* **YOUR INSTRUCTIONS**: Render every line of the records below as a numbered list, omitting blank lines.

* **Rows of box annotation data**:
#####
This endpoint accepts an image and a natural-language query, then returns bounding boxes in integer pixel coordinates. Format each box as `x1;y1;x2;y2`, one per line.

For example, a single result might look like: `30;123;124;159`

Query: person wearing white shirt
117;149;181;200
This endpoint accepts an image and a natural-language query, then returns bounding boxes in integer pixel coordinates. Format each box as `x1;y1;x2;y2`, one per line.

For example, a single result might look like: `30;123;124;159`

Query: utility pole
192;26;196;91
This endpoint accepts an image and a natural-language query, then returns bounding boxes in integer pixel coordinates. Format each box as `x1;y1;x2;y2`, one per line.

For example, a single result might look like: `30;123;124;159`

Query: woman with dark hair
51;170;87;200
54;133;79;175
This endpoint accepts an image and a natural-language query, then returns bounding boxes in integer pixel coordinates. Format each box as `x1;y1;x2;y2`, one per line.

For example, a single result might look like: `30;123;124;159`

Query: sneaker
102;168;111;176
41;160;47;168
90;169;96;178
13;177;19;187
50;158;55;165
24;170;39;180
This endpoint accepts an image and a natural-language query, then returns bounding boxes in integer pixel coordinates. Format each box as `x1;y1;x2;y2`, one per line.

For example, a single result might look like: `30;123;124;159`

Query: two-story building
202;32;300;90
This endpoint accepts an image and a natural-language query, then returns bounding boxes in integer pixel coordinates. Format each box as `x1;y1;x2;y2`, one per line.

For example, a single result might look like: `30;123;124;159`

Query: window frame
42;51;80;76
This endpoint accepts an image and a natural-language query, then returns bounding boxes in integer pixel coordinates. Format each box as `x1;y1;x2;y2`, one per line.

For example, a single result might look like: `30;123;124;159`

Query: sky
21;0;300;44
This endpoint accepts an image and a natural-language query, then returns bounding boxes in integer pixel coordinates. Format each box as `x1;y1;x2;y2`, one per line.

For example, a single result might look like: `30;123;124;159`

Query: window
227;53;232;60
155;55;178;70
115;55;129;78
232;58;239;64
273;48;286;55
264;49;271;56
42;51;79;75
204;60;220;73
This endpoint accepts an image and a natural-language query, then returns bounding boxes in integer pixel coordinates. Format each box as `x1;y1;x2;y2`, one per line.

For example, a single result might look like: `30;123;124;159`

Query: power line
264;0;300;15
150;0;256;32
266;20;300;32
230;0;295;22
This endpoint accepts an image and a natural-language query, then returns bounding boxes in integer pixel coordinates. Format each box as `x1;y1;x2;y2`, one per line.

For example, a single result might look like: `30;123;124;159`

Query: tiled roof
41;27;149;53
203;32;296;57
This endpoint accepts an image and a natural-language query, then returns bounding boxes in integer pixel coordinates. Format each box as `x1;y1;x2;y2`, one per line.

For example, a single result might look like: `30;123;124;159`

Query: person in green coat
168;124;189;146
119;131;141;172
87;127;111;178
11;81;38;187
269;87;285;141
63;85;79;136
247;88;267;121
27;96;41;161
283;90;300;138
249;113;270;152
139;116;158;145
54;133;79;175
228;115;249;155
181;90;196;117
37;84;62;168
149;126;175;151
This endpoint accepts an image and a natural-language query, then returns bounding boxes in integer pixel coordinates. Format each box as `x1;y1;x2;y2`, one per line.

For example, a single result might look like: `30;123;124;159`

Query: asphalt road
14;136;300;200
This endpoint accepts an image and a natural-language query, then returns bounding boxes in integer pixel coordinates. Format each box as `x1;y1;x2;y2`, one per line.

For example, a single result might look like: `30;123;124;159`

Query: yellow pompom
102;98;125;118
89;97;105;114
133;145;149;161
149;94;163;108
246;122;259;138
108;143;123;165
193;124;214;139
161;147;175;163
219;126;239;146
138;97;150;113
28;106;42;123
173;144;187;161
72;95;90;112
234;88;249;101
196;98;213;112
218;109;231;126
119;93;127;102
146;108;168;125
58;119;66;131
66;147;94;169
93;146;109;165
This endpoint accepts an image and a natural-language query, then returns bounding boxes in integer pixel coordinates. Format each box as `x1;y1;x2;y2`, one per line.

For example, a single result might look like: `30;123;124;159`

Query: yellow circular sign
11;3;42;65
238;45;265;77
#####
* **FINISHED EXERCISE**:
1. This endpoint accepts an image and a natural-language query, then returns bounding boxes in integer pixel coordinates. Format each box as `x1;y1;x2;y2`, one per line.
2. For example, a single result might look like: `30;123;124;159`
3. Query: person wearing white shirt
4. 117;149;181;200
5. This endpoint accepts an image and a natural-language query, then returns bounding boxes in integer pixel coordinates. Format each box as `x1;y1;x2;y2`, one per line.
6. For example, a single result might look like: `30;123;124;159`
7. Query: utility pole
8. 192;26;196;91
9. This endpoint accepts an image and a natural-language query, then returns bounding boxes in integer pixel coordinates. Format each box as `x1;y1;x2;y2`, one per line.
10. For example, a single result might look like: `30;123;124;159`
11. Query: woman with dark hair
12. 51;170;87;200
13. 54;133;79;175
14. This endpoint accepts an image and a natural-language query, then returns bounding boxes in integer pixel coordinates. Format each box as `x1;y1;x2;y2`, one per line.
15. For example, a single result might look like: `30;123;124;159`
16. Query: sneaker
17. 102;168;111;176
18. 41;160;47;168
19. 90;169;96;178
20. 13;177;19;187
21. 50;158;55;165
22. 24;170;39;180
23. This endpoint accepts an image and a natural-language query, then returns bounding boxes in integer pixel coordinates. Format each box as `x1;y1;x2;y2`, one per line.
24. For example, a single result might look like: `30;123;124;159`
25. Query: two-story building
26. 202;32;300;90
27. This endpoint accepts an image and a natural-language query, then returns bounding boxes in integer pixel coordinates. Format each box as `x1;y1;x2;y2`, one per line.
28. For example, a single result might look like: `30;123;124;159`
29. Query: window frame
30. 42;51;80;76
31. This endpoint accepts an image and a natural-language query, then returns bounding boxes in integer pixel coordinates. Format each box as `x1;y1;x2;y2`, one per line.
32. For example, a single result might look like: `30;123;124;159`
33. Query: sky
34. 21;0;300;44
35. This endpoint accepts an image and a natural-language query, then returns bounding boxes in integer pixel coordinates. Format each box as `x1;y1;x2;y2`, one per line.
36. For example, a single result might look like: `30;123;124;159`
37. Query: window
38. 227;53;232;60
39. 155;55;178;70
40. 115;55;129;78
41. 232;58;239;64
42. 273;48;286;55
43. 264;49;271;56
44. 42;51;79;75
45. 204;60;220;73
46. This endpoint accepts an image and a natural-language query, then returns bounding boxes in integer pixel coordinates. Format each box as `x1;y1;x2;y2`, one per line.
47. For example, a single result might look like: `30;123;124;159`
48. Query: power line
49. 264;0;300;15
50. 150;0;256;32
51. 266;20;300;32
52. 230;0;295;22
53. This endpoint accepts an image and a natural-language query, then returns bounding boxes in integer pixel coordinates. Format each box as `x1;y1;x2;y2`, one per line.
54. For example, a single result might look like: `30;123;124;159`
55. Query: tiled roof
56. 41;27;149;53
57. 203;32;296;57
58. This endpoint accepts an image and a natural-language query, then returns bounding boxes in integer pixel coordinates. Format each box as `x1;y1;x2;y2`, one per line.
59. For example, a single result might look like: `30;123;124;159`
60. Query: person in green coat
61. 168;124;189;146
62. 119;131;141;172
63. 87;127;111;178
64. 11;81;38;187
65. 269;87;285;141
66. 63;85;79;136
67. 247;88;267;121
68. 27;96;41;161
69. 283;90;300;138
70. 249;113;270;152
71. 139;116;158;145
72. 54;133;79;175
73. 228;115;249;155
74. 181;90;196;117
75. 37;84;62;168
76. 149;126;175;151
77. This endpoint accepts an image and a natural-language query, then returns bounding boxes in integer pixel coordinates. Format each box as `x1;y1;x2;y2`, one per line.
78. For example, a single result might look like: `30;123;124;159`
79. Query: asphalt road
80. 14;136;300;200
81. This endpoint accepts an image and a natural-language query, then returns bounding boxes in integer pixel coordinates. Format each box as `x1;y1;x2;y2`, one per line.
82. For example, a single result might look like: `30;123;124;159`
83. Query: yellow pompom
84. 102;98;125;118
85. 89;97;105;114
86. 133;145;149;161
87. 149;94;163;108
88. 246;122;259;138
89. 108;143;123;165
90. 193;124;214;139
91. 161;147;175;163
92. 219;126;239;146
93. 138;97;150;113
94. 28;106;42;123
95. 173;144;187;161
96. 72;95;90;112
97. 234;88;249;101
98. 196;98;213;112
99. 218;109;231;126
100. 119;93;127;102
101. 146;108;168;125
102. 58;119;66;131
103. 66;147;94;169
104. 93;146;109;165
105. This endpoint accepts an image and a natural-language query, then returns bounding boxes in integer pixel coordinates. Format each box as `x1;y1;x2;y2`, one per line.
106. For example, a single result might look like: `30;123;124;159`
107. Query: yellow circular sign
108. 11;3;42;65
109. 238;45;265;77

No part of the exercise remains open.